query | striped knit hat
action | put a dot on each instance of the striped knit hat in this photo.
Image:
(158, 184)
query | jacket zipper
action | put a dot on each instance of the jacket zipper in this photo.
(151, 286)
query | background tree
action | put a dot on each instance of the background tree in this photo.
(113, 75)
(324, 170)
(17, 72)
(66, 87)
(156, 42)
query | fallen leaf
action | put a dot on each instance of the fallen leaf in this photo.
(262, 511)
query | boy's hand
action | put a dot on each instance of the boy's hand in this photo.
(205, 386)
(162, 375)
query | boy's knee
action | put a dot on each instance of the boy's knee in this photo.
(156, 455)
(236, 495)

__TASK REQUIREMENTS__
Repeat exactly the lines above, starting with the line that contains "action | put a dot on each instance of the striped" and ending with the last line, both included, and nothing else.

__REPLY__
action | put a dot on each instance of the striped knit hat in this photo.
Image:
(158, 184)
query | jacket zipper
action | put a dot on each instance of the jacket zipper in this photo.
(151, 286)
query | background tree
action | put a dot on each instance of the background tree in this photo.
(113, 75)
(324, 170)
(17, 72)
(66, 87)
(156, 42)
query | fallen leaf
action | put a dot on each instance of the fallen leaf in this photo.
(262, 511)
query | boy's hand
action | put a dot on each instance of the boy's hand in this photo.
(205, 386)
(162, 375)
query | boy's knee
action | put a dot on each instance of the boy's knee in this photo.
(156, 455)
(236, 495)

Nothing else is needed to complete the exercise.